/---
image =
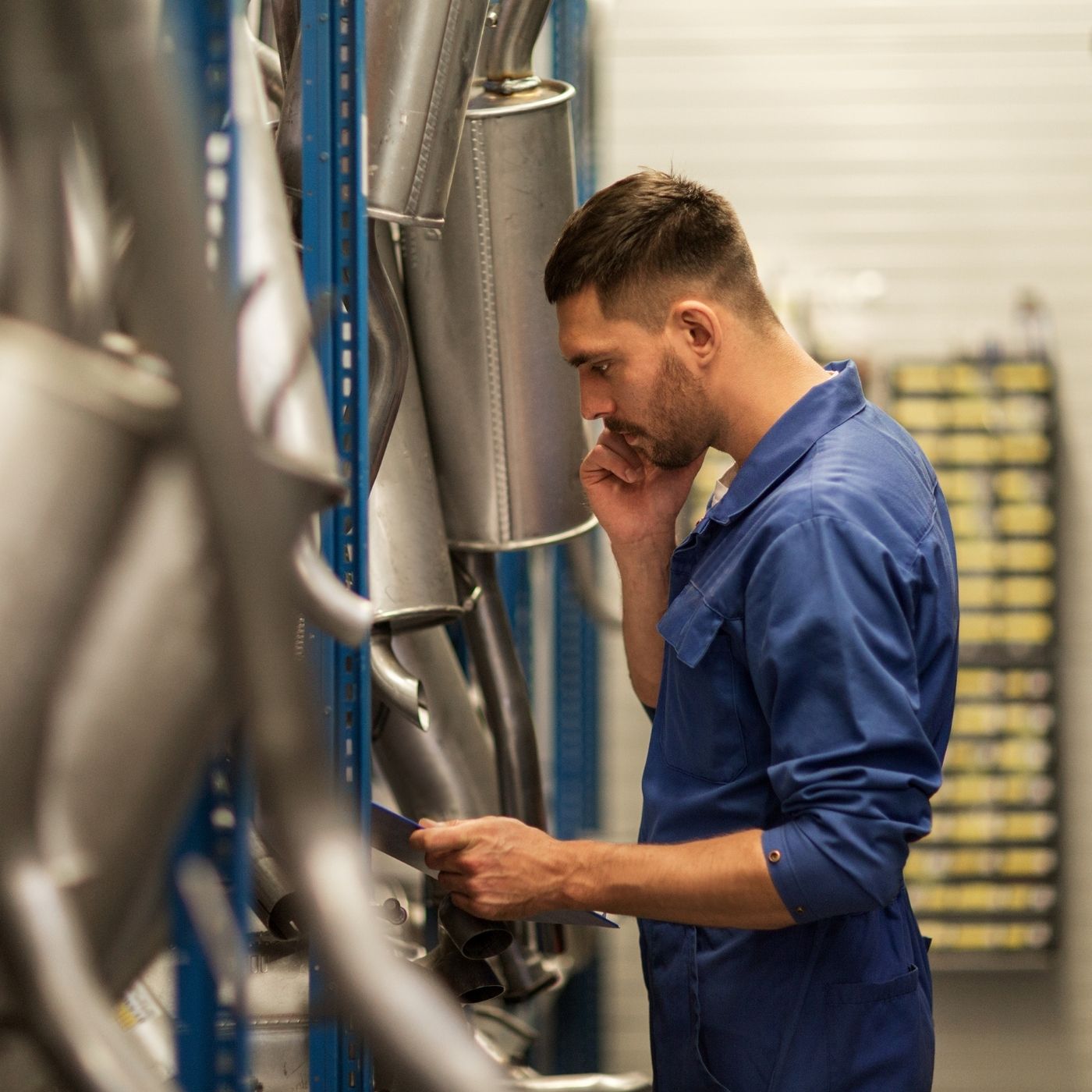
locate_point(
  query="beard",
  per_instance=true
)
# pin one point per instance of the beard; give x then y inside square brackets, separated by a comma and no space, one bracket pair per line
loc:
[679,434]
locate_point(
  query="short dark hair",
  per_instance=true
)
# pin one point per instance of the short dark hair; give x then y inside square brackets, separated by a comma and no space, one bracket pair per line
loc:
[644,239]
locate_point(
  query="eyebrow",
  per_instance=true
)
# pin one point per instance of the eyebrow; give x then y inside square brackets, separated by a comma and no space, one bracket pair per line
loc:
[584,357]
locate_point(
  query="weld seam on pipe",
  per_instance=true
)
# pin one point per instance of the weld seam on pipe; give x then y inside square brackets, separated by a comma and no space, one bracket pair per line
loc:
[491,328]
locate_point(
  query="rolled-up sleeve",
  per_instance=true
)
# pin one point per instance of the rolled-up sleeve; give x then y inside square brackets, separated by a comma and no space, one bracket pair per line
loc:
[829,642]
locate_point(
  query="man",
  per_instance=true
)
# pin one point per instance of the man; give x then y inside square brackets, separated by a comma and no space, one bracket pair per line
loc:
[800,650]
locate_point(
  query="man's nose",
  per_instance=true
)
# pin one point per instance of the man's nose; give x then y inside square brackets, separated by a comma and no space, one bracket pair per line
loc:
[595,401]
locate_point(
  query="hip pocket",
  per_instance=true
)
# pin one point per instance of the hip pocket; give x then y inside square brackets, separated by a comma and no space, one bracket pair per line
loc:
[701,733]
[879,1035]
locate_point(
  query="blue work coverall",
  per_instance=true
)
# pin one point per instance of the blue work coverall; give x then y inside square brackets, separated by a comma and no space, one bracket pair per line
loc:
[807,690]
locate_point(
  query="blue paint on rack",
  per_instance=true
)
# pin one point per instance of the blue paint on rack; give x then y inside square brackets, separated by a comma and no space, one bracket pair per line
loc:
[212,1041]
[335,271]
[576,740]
\---
• _Work to be completed_:
Count the lines in the records above that contain the string "rolled". Reply with the number alone.

• _Written reply_:
2